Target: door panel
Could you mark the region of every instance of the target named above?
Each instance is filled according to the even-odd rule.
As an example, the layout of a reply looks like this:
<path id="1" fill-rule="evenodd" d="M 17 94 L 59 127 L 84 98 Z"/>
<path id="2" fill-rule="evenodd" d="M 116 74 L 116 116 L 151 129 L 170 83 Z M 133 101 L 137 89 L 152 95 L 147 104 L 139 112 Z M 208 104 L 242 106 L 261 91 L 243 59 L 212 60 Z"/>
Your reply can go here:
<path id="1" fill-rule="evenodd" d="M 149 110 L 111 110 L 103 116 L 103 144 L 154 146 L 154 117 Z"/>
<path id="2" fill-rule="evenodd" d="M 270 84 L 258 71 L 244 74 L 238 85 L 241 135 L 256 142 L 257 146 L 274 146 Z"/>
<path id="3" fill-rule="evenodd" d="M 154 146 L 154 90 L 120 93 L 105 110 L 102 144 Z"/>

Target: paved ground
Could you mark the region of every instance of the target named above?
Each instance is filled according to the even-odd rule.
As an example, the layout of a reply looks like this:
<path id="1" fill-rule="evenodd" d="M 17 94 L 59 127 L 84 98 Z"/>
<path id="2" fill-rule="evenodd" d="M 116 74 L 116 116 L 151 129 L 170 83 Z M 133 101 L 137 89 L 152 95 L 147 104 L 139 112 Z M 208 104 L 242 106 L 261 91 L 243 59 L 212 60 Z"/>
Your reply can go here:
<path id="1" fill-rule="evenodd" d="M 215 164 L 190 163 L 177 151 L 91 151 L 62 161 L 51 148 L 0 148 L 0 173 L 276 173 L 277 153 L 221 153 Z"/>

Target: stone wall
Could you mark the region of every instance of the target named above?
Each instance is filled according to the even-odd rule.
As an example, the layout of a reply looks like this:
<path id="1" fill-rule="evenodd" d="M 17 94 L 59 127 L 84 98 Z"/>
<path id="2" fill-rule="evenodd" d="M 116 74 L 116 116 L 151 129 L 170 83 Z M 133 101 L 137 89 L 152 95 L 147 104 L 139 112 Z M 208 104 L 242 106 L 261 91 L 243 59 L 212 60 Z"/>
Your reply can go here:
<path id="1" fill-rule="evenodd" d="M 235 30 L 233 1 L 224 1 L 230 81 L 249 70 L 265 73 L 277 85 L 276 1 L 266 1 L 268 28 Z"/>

========

Give the listing above as a Markdown table with the columns Row and Line, numbering each line and leaving out the blank lines.

| Row | Line |
|---|---|
| 1 | Target: door panel |
| 2 | Could you mark the region of every instance of the target named above? |
| 3 | Each instance is filled according to the even-odd rule. |
| 4 | As an example, the layout of a reply looks like this: |
| 5 | <path id="1" fill-rule="evenodd" d="M 17 94 L 59 127 L 84 98 Z"/> |
| 6 | <path id="2" fill-rule="evenodd" d="M 116 74 L 116 116 L 151 129 L 170 83 Z M 133 101 L 137 89 L 152 95 L 147 104 L 139 112 Z M 208 104 L 242 106 L 261 91 L 243 59 L 212 60 Z"/> |
| 7 | Your reply can go here: |
| 8 | <path id="1" fill-rule="evenodd" d="M 149 110 L 111 110 L 103 116 L 103 144 L 154 146 L 154 117 Z"/> |
| 9 | <path id="2" fill-rule="evenodd" d="M 270 84 L 258 71 L 244 74 L 238 85 L 241 135 L 256 142 L 257 146 L 274 146 Z"/> |
| 10 | <path id="3" fill-rule="evenodd" d="M 154 146 L 154 90 L 120 93 L 105 110 L 102 144 Z"/> |
| 11 | Target: paved ground |
| 12 | Could you mark the region of every instance of the target named above? |
| 13 | Each instance is filled according to the even-odd rule. |
| 14 | As an example, the layout of a reply looks like this: |
| 15 | <path id="1" fill-rule="evenodd" d="M 17 94 L 59 127 L 84 98 Z"/> |
| 16 | <path id="2" fill-rule="evenodd" d="M 116 74 L 116 116 L 151 129 L 170 83 Z M 133 101 L 137 89 L 152 95 L 147 104 L 139 112 Z M 208 104 L 242 106 L 261 91 L 243 59 L 212 60 Z"/> |
| 17 | Your reply can go here: |
| 18 | <path id="1" fill-rule="evenodd" d="M 215 164 L 190 163 L 177 151 L 91 151 L 62 161 L 51 148 L 0 148 L 0 173 L 276 173 L 277 153 L 221 153 Z"/> |
| 19 | Target: stone wall |
| 20 | Could you mark the region of every instance of the target named above? |
| 21 | Each instance is filled according to the even-odd rule. |
| 22 | As an example, the layout of a reply looks like this: |
| 23 | <path id="1" fill-rule="evenodd" d="M 17 94 L 59 127 L 84 98 Z"/> |
| 24 | <path id="2" fill-rule="evenodd" d="M 116 74 L 116 116 L 151 129 L 170 83 Z M 133 101 L 137 89 L 152 95 L 147 104 L 139 112 Z M 208 104 L 242 106 L 261 91 L 243 59 L 212 60 Z"/> |
| 25 | Your reply can go here: |
| 26 | <path id="1" fill-rule="evenodd" d="M 235 30 L 233 1 L 224 1 L 230 81 L 249 70 L 265 73 L 277 85 L 276 1 L 266 1 L 268 28 Z"/> |